岩崎甫構成員(山梨大学副学長)は、アカデミア発シーズの薬事承認と社会実装に向け、承認申請業務を行う「医薬品提供公社(仮称)」の設立を提案した。
アカデミア発のシーズが薬事承認に至るまでは、企業への導出、バイオベンチャーの創設があるが、「第3のルート」として公社を位置づけた。医薬品医療機器総合機構(PMDA)がパートナーとして相談助言の充実、承認要件の明確化などで協力し、製薬企業や医薬品製造受託機関(CMO)は試験物、医薬品の製造・安定供給で連携・協力することとした。
公社設置により、希少疾患、難病、小児疾患など企業の参入が難しい開発事例に対応可能とし、既存薬を転用して新たな疾患の治療薬として開発するドラッグリポジショニング開発事例にも対応できるとした。
牧兼充構成員(早稲田大学大学院経営管理研究科准教授)は、創薬エコシステムの好循環構築に向け、米国食品医薬品局(FDA)が採用するバウチャー制度について説明した。
同制度では、希少疾患などニーズの高い創薬を開発した企業に、次回の創薬の審査で優先している。バウチャーは市場で取引でき、バウチャーを持つスタートアップを買収すれば、大手製薬企業がバウチャーを別の自社創薬の臨床試験審査に活用可能となる。
牧氏は、希少疾患や難病に対する新薬創出促進への効果の有無については「エビデンスが不十分」としつつ、M&Aやベンチャーキャピタル(VC)投資の増加、スタートアップ数や新薬数の増加と相関があるとした。
高橋政代構成員(ビジョンケア社長)は、医薬品・医療産業を成長産業にする視点を持つべきとし、高度な医療には民間保険を財源として活用する「民間保険型高度医療」の必要性を強調した。
構成員間の意見交換では、「民間保険の活用こそが国民皆保険制度を守ることではないか」「医薬品開発に対する関心は高まっているが、アカデミアからすると薬事や特許権は非常に苦手な分野なので、サポートが必要」などの意見が出たという。
^^^^^^^^
- _資料を読み解く_:
**1.** 本文のうち、「同制度では、希少疾患などニー」という語句を含むところから始め、「度医療」の必要性を強調した。」の後で止めて、その部分を一字も変えずに返す。
**2.** 本文によると、バウチャーを持つスタートアップを買収した大手製薬企業は、そのバウチャーを何に活用できるか。
リストはここでは使わない。

- _表示中のリスト_:
^^^^^^^^
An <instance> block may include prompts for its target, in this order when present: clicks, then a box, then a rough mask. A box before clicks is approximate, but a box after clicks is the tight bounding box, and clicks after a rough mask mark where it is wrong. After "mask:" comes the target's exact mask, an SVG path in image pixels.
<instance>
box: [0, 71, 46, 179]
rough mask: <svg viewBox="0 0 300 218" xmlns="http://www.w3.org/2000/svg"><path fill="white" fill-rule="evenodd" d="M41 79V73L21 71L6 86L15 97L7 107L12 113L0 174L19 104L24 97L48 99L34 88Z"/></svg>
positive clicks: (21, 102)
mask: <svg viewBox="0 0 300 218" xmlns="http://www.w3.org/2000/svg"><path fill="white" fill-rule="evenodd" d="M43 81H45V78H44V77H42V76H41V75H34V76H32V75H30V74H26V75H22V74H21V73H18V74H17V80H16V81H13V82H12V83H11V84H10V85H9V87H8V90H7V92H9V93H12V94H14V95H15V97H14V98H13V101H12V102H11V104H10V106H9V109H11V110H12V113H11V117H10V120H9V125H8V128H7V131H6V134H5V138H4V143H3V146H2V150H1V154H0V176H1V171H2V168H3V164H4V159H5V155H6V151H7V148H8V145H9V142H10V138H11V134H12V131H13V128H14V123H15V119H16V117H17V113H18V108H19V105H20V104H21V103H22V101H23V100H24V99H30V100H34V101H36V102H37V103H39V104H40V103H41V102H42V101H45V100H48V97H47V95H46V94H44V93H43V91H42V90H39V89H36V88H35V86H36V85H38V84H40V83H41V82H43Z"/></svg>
^^^^^^^^
- _順番どおりの解答_:
**1.**
同制度では、希少疾患などニーズの高い創薬を開発した企業に、次回の創薬の審査で優先している。バウチャーは市場で取引でき、バウチャーを持つスタートアップを買収すれば、大手製薬企業がバウチャーを別の自社創薬の臨床試験審査に活用可能となる。
牧氏は、希少疾患や難病に対する新薬創出促進への効果の有無については「エビデンスが不十分」としつつ、M&Aやベンチャーキャピタル(VC)投資の増加、スタートアップ数や新薬数の増加と相関があるとした。
高橋政代構成員(ビジョンケア社長)は、医薬品・医療産業を成長産業にする視点を持つべきとし、高度な医療には民間保険を財源として活用する「民間保険型高度医療」の必要性を強調した。

**2.** 別の自社創薬の臨床試験審査に活用できる。